**Data for this exercise:**
"""

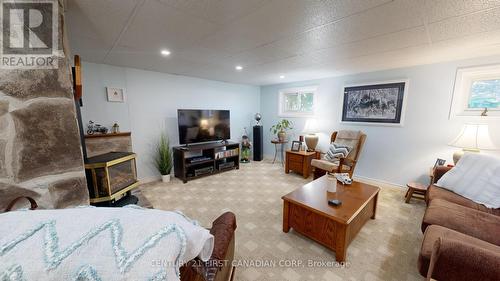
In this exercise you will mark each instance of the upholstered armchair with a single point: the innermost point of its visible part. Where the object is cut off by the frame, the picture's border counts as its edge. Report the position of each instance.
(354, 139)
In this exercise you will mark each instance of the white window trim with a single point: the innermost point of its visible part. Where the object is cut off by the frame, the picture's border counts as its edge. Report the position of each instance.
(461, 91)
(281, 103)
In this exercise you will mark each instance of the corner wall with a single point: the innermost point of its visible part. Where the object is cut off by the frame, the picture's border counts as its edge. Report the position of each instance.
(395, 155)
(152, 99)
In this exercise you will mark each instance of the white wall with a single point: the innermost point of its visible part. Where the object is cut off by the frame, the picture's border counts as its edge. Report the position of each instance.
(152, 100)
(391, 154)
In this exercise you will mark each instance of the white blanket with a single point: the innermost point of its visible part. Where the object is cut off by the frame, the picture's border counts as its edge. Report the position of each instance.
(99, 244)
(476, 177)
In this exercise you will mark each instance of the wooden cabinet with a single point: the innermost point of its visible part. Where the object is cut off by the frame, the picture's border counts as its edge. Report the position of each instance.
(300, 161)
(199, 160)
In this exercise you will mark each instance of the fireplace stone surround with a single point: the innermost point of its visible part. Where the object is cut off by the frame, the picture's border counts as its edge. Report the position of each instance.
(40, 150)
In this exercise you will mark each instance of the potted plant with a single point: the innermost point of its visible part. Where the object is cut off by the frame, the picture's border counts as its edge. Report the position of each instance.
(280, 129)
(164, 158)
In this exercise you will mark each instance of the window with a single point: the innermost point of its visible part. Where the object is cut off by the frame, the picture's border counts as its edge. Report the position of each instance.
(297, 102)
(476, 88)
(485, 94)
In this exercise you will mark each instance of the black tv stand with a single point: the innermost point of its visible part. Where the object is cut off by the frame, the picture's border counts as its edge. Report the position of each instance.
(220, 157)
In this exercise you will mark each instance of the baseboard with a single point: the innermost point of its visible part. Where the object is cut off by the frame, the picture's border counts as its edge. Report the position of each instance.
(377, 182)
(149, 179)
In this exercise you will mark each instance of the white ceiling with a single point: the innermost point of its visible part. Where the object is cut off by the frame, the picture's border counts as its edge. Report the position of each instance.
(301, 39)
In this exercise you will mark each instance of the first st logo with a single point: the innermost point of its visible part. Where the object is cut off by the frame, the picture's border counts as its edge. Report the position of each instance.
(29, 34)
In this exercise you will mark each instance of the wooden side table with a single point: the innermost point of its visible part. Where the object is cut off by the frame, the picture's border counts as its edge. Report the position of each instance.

"""
"""

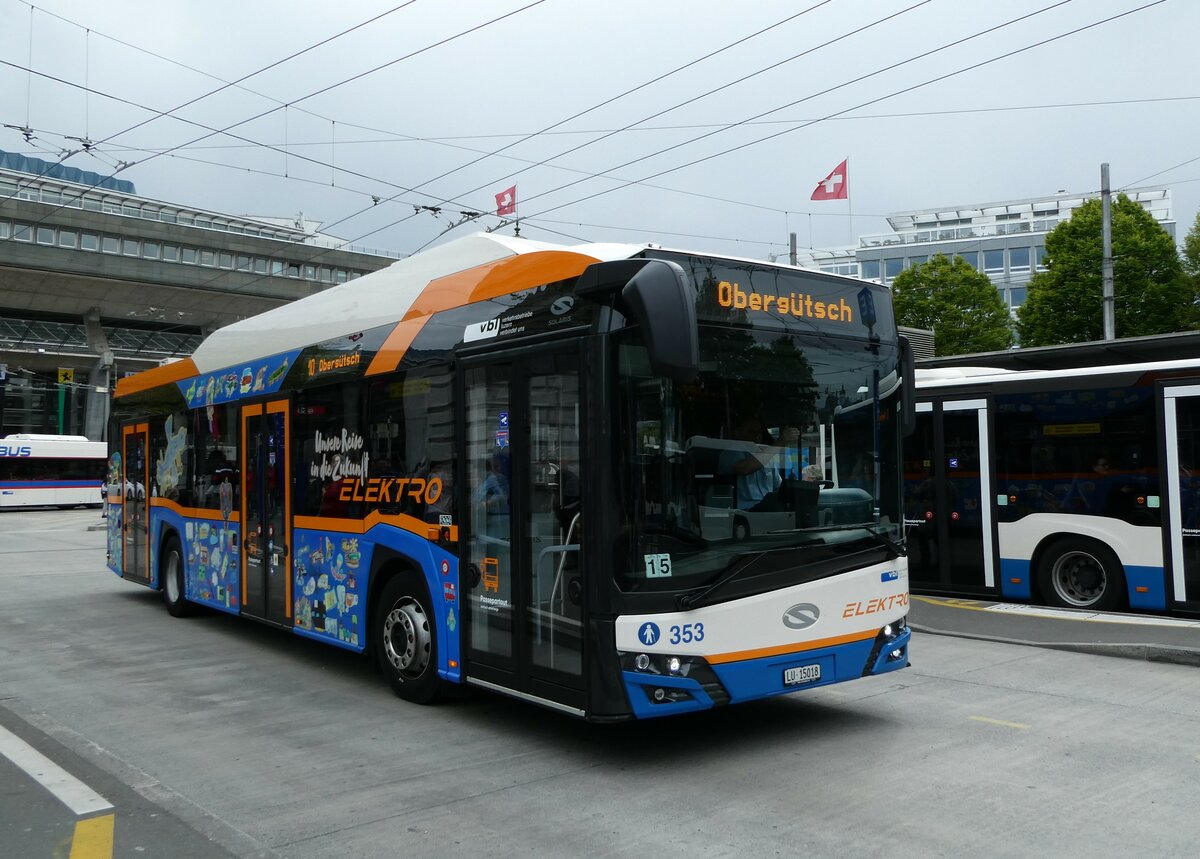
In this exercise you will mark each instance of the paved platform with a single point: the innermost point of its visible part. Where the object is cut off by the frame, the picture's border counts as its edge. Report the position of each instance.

"""
"""

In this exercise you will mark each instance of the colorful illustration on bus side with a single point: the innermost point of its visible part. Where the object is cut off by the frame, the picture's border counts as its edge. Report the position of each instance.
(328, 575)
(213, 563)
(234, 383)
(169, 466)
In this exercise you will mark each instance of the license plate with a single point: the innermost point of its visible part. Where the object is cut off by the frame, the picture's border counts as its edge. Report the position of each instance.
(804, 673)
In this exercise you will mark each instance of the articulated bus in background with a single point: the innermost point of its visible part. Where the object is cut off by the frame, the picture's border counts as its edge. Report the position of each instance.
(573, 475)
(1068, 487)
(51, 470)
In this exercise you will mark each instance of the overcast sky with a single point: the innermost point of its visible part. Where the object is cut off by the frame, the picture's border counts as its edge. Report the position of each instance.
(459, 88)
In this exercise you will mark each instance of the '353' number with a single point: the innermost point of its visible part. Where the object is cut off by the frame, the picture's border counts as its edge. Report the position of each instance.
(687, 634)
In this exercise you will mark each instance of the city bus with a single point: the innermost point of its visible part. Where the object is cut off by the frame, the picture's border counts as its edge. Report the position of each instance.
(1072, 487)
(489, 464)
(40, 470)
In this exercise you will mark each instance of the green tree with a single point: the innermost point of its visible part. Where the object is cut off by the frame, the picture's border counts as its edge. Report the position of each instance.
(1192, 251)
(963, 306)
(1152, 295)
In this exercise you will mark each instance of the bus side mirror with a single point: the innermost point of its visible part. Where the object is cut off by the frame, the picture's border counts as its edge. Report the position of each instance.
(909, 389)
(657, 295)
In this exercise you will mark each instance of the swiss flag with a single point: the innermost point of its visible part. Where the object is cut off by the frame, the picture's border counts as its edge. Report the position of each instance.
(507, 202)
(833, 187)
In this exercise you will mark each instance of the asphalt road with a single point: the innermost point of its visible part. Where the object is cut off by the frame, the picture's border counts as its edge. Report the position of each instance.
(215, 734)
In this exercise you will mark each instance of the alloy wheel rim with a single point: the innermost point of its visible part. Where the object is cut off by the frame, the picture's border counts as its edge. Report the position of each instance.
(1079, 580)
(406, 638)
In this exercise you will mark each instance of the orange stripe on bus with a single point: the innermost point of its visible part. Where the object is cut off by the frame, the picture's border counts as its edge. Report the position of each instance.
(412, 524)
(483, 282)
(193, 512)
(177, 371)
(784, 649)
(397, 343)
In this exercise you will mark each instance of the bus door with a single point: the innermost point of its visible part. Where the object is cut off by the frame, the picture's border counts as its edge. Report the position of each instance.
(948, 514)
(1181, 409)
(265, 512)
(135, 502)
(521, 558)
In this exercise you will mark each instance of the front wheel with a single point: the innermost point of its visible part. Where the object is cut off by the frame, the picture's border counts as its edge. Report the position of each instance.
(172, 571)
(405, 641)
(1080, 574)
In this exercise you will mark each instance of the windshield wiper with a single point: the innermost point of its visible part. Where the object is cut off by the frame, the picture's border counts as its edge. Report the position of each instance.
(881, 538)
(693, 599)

"""

**Description of the task:** Among the records above, a stretch begins at the line containing "In this exercise you will mark each instance of the black" and ends at the line containing "the wooden side". Restate that stretch word for word, and nothing else.

**Response to the task:**
In this exercise you will mark each instance of the black tv stand with a single point: the innermost point of its visible part. Where the object is cut off by the frame, the picture's border counts as its edge. Report the position of each instance.
(220, 157)
In this exercise you will mark each instance of the baseboard with a single point: the innermost point of its visible part. Where the object is cut off by the frame, the picture's border counts as its edge. Report the position of each instance.
(377, 182)
(149, 179)
In this exercise you will mark each instance of the white ceiling with a single point: the innermost point of its visible part. Where the object is cut off by the frame, the picture's border counts as its edge. Report the position of each instance.
(301, 39)
In this exercise you will mark each instance of the first st logo with a single point: the innermost point of its visible part. Where the object is cut off by the frame, the picture's border counts as its edge. Report the position of each instance.
(29, 34)
In this exercise you will mark each instance of the wooden side table with a single point: the innermost point of its visible part. Where the object is cut off by the frame, the picture's border counts as its edge. Report the position of each instance.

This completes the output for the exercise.